**Aufgabe A:** Nenne alle Regionen und Länder, aus denen die Sunrise Packaging Machinery Group laut dem Text über die Canton Fair Aufträge ausländischer Firmen erhielt.
**Aufgabe B:** Greif den Text über die Canton Fair nach seinem letzten Satz auf und schreib ihn weiter.

**Textauszug:**
***
Die 113. Canton Fair zeigte, dass die Exporte wieder zulegen. Doch damit sind die Probleme für Chinas Exporteure nicht gelöst.
Menschenmassen: Teilnehmer strömen am ersten Tag der zweiten Phase der Canton Fair in die Messehalle.
Auf dem 18 Quadratmeter großen Messestand der Sunrise Packaging Machinery Group türmen sich die Maschinen. Bei der 113. Canton Fair konnte das Unternehmen gleich ein Dutzend Aufträge ausländischer Firmen aus Südostasien, dem Mittleren Osten, Europa und den USA an Land ziehen.
"Die Zahl der Auftraggeber und Messekunden ist höher als im vergangenen Jahr", sagt Gue Xuejuan, Repräsentantin des Maschinenbau-Unternehmens aus Tianjin, das seit elf Jahren an der Canton Fair teilnimmt.
Von einem kleinen Betrieb mit sechs Mitarbeitern entwickelte es sich zu einem regional führenden Unternehmen mit mehr als 200 Arbeitern. Den Grund für den Erfolg sieht Sunrise in den Handelsbeziehungen zu ausländischen Unternehmen. "Wir haben Managementfähigkeiten und technologisches Wissen von unseren Handelspartnern aus Europa übernommen, die wir bei Gelegenheiten wie der Canton Fair kennen gelernt haben", erklärt Gu, die ihre Aufregung um eine neue Handelspartnerschaft mit einem bekannten Lebensmittelhersteller aus Kuwait, der offenbar von der königlichen Familie unterstützt wird, nicht verbergen kann.
***
**Bereitgestellte Zeilen:**
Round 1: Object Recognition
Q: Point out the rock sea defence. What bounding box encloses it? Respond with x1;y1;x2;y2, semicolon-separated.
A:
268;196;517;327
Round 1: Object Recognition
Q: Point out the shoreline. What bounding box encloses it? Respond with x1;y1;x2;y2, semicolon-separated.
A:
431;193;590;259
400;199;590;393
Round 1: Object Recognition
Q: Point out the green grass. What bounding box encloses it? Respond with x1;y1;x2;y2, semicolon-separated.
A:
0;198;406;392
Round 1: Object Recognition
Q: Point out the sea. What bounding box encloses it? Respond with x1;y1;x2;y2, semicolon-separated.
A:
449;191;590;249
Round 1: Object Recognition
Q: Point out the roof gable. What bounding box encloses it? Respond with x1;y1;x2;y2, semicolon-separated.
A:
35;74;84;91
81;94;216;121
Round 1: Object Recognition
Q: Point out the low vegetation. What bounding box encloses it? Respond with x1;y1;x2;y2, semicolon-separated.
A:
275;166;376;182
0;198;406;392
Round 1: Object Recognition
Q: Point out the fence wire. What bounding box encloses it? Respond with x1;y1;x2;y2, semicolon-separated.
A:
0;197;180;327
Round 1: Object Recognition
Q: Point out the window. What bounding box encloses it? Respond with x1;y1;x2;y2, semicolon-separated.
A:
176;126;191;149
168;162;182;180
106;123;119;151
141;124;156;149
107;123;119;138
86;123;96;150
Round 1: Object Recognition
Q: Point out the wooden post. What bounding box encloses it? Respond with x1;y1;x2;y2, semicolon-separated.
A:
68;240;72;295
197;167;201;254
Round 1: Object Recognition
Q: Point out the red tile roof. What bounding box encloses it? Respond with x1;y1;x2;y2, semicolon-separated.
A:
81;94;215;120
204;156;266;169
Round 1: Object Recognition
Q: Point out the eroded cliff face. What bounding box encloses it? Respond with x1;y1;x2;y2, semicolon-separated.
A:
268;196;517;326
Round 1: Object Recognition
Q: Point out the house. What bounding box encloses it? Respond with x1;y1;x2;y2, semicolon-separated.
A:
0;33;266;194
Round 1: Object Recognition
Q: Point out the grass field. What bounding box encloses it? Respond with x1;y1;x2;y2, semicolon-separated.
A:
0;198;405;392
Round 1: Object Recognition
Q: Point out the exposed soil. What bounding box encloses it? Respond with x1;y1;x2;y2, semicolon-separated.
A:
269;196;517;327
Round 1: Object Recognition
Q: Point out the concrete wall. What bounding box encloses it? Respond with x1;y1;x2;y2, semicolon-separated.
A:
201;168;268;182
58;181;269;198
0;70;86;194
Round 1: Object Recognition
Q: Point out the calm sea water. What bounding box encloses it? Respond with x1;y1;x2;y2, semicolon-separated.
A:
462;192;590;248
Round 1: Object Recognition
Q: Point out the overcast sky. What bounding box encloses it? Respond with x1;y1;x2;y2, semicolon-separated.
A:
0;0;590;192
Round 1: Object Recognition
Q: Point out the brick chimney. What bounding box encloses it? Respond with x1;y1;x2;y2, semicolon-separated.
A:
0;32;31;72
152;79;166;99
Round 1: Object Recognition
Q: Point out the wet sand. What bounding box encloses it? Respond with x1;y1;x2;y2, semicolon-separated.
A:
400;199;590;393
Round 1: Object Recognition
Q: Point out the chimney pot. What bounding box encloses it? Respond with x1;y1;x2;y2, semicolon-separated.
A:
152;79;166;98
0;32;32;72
***
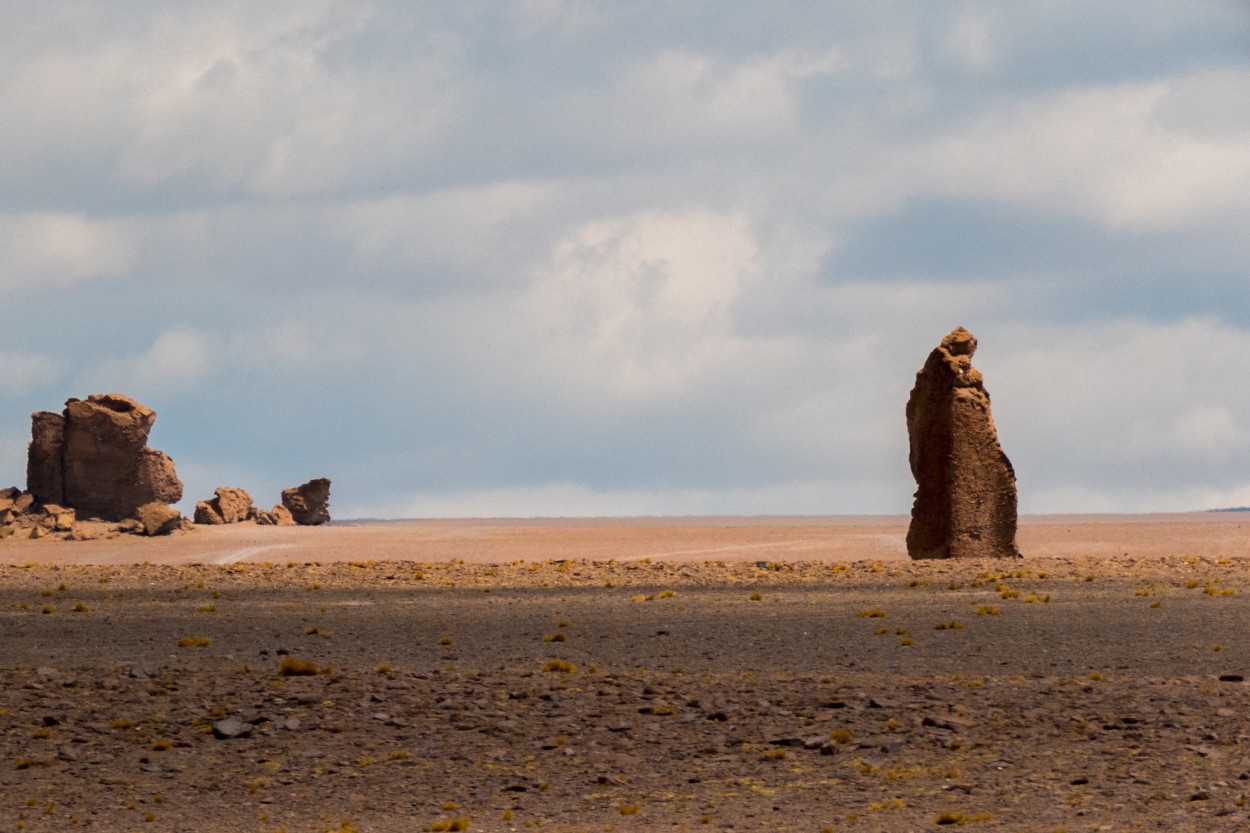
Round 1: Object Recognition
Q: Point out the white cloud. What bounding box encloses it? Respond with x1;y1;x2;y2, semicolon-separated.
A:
***
**Antwort A:** Südostasien, der Mittlere Osten, Europa und die USA

**Antwort B:**
Aufgrund der andauernden wirtschaftlichen Unsicherheit in Europa und den USA nehmen Aufträge von Einkäufern aus dem Mittleren Osten, Südostasien und Lateinamerika zu.
"Der Wert der Verträge, die wir an den ersten fünf Tagen der Messe abgeschlossen haben, liegt leicht über dem vergangenen Jahr und wird in diesem Jahr voraussichtlich 20 Prozent der gesamten Aufträge aus dem Ausland ausmachen. Europäische und amerikanische Märkte haben leicht verloren", erklärte Chantal Ren, Vize-Geschäftsführerin von Taishan Aison Electrical Co.Ltd., einem Hersteller kleiner Elektrohaushaltsgeräte.
Obwohl Chinas Exporte durch Einkäufer aus nicht-traditionellen Märkten wieder anziehen, fragten sich viele nach Abschluss der Messe, wie lange der Exportboom angesichts von Arbeitskräftemangel und steigendem Yuan noch anhalten kann.
Die Messe
Farbenfrohe Auslage: Ein Stand mit Keramikprodukten bei der Canton Fair (23. April).
Die Canton Fair bzw. China Import and Export Fair ist die größte halbjährlich stattfindende Handelsmesse des Landes und gilt allgemein als Exportbarometer. Seit 1957 wird sie jeden Frühling und Herbst in Guangzhou (Provinz Guangdong) abgehalten, einem Außenhandelszentrum im Süden des Landes, unmittelbar nördlich von Hongkong. Die Messe wird vom Handelsministerium und der Provinzregierung ausgerichtet. China ist der größte Produzent von schweren Werkzeugen, Maschinen, Verbrauchsgütern und zahllosen anderen Gütern, daher wird die Messe in drei Phasen eingeteilt, die sich unterschiedlichen Produktkategorien widmen.
Am Eröffnungstag der Messe ging die offizielle E-Commerce-Plattform E-CantonFair.com an den Start. Das System beinhaltet einen Kreditindex für Lieferanten und Einkäufer, der auf Daten von der Regierung, Banken, Handelsverbänden und Kreditversicherungsorganisationen basiert.
"Früher haben wir auf die Messe gesetzt, um neue Kunden zu treffen und uns Aufträge zu sichern. Mittlerweile ist sie eher zu einer Werbeplattform für unsere Marke und unsere Unternehmenskultur geworden", erklärt Zhang Ye, stellvertretender Geschäftsführer der internationalen Marketingabteilung beim Elektronikhersteller Hisense.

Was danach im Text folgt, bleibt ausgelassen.